**PROBLEM REQUIREMENTS:**
Please copy the data below, swapping every "Target" for "Label" and leaving everything else unchanged.

**SOURCE RECORDS:**
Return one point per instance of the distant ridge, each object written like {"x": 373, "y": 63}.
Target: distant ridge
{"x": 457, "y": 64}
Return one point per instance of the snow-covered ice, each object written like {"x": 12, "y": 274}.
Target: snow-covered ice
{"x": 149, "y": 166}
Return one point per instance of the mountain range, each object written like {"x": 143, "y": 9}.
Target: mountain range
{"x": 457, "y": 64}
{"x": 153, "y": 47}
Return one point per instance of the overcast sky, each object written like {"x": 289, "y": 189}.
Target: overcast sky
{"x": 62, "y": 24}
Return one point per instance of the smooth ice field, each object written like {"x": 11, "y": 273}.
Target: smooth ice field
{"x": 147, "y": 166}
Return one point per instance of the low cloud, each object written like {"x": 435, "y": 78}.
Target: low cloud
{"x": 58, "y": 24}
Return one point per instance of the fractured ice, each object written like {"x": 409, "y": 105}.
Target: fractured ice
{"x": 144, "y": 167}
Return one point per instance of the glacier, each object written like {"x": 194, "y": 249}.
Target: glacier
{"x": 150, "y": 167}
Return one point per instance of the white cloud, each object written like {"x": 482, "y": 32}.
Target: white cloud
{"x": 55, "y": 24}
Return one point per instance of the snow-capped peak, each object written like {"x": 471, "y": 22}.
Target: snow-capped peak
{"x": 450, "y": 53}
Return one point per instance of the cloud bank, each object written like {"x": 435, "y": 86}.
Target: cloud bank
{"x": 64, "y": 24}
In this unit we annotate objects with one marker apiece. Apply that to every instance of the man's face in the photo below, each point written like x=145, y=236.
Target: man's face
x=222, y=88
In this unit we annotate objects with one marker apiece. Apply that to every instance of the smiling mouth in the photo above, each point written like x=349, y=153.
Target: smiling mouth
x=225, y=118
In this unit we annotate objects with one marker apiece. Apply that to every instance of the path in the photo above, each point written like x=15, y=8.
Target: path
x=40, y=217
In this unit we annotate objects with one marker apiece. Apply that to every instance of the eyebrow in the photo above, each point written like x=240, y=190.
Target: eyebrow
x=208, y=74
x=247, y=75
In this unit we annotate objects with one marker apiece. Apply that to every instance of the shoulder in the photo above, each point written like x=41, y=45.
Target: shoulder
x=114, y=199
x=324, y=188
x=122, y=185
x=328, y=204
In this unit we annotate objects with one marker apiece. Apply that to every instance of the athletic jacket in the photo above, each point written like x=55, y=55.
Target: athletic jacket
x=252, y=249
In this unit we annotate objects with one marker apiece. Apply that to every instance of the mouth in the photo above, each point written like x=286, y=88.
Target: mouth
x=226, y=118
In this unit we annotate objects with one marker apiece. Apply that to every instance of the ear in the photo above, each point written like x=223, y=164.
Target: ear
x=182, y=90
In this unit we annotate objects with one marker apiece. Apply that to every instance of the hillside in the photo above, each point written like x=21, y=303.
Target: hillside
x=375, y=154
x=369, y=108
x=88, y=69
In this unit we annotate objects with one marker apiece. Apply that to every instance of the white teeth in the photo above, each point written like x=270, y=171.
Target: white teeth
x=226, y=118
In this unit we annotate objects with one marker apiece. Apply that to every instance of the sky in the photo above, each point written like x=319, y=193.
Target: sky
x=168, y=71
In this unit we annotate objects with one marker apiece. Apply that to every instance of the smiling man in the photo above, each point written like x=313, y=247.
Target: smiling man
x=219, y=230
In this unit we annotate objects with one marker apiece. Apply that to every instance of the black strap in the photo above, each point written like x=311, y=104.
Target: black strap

**RESULT BELOW:**
Return one point per instance of the distant ridge, each object written like {"x": 373, "y": 63}.
Label: distant ridge
{"x": 457, "y": 64}
Return one point per instance of the snow-covered ice, each object written like {"x": 12, "y": 274}.
Label: snow-covered ice
{"x": 149, "y": 166}
Return one point per instance of the mountain range, each object written like {"x": 143, "y": 9}.
Label: mountain range
{"x": 457, "y": 64}
{"x": 153, "y": 47}
Return one point per instance of the overcast sky, each object written like {"x": 289, "y": 189}.
Label: overcast sky
{"x": 62, "y": 24}
Return one point per instance of the smooth ice field, each object written like {"x": 11, "y": 273}.
Label: smooth ice field
{"x": 147, "y": 166}
Return one point per instance of the low cloud, each object written like {"x": 435, "y": 78}.
Label: low cloud
{"x": 58, "y": 24}
Return one point per instance of the fractured ice, each object written like {"x": 409, "y": 105}.
Label: fractured ice
{"x": 144, "y": 167}
Return one point per instance of the glacier, each object written like {"x": 194, "y": 249}.
Label: glacier
{"x": 150, "y": 167}
Return one point per instance of the white cloud, each object written like {"x": 482, "y": 32}.
Label: white cloud
{"x": 55, "y": 24}
Return one point per instance of the snow-capped peak, each object written like {"x": 471, "y": 22}.
Label: snow-capped peak
{"x": 450, "y": 53}
Return one point per instance of the cloud bank, each object written like {"x": 435, "y": 86}.
Label: cloud bank
{"x": 64, "y": 24}
In this unit we annotate objects with one marker apiece. Apply that to every instance of the man's face in the photo below, each point written like x=145, y=236.
Label: man's face
x=222, y=88
In this unit we annotate objects with one marker apiece. Apply that to every instance of the smiling mouth in the photo above, each point written like x=349, y=153.
Label: smiling mouth
x=225, y=118
In this unit we annotate objects with one marker apiece. Apply that to every instance of the path in the photo above, each point written like x=15, y=8.
Label: path
x=40, y=217
In this unit we annotate objects with one marker apiece. Apply that to every instance of the eyebrow in the photo above, each point written like x=240, y=190.
Label: eyebrow
x=208, y=74
x=247, y=75
In this unit we annotate objects with one marker apiece. Apply that to every instance of the shoulder in the photo above, each point written like x=41, y=45.
Label: shoulder
x=114, y=199
x=324, y=188
x=122, y=185
x=328, y=204
In this unit we annotate objects with one marker apiece. Apply that to every instance of the athletic jacket in the photo above, each point written like x=55, y=55.
Label: athletic jacket
x=252, y=249
In this unit we annotate objects with one marker apiece. Apply that to every instance of the mouth in the photo above, each point written like x=286, y=88.
Label: mouth
x=226, y=118
In this unit we annotate objects with one marker apiece. Apply that to every instance of the ear in the photo above, each point written like x=223, y=164.
Label: ear
x=182, y=90
In this unit we annotate objects with one marker apiece. Apply that to every instance of the hillside in the photo above, each point written like x=21, y=303.
Label: hillside
x=375, y=154
x=369, y=108
x=88, y=69
In this unit we annotate objects with one marker apiece. Apply that to every instance of the white teeth in the photo above, each point written like x=270, y=171.
Label: white teeth
x=226, y=118
In this unit we annotate objects with one marker apiece. Apply that to every instance of the sky in the photo above, each point written like x=319, y=193.
Label: sky
x=168, y=71
In this unit we annotate objects with one marker apiece. Apply that to every instance of the smiling man in the photo above, each point written like x=313, y=247.
Label: smiling man
x=219, y=230
In this unit we annotate objects with one marker apiece. Apply that to every instance of the black strap in the photo above, each point written like x=311, y=104.
Label: black strap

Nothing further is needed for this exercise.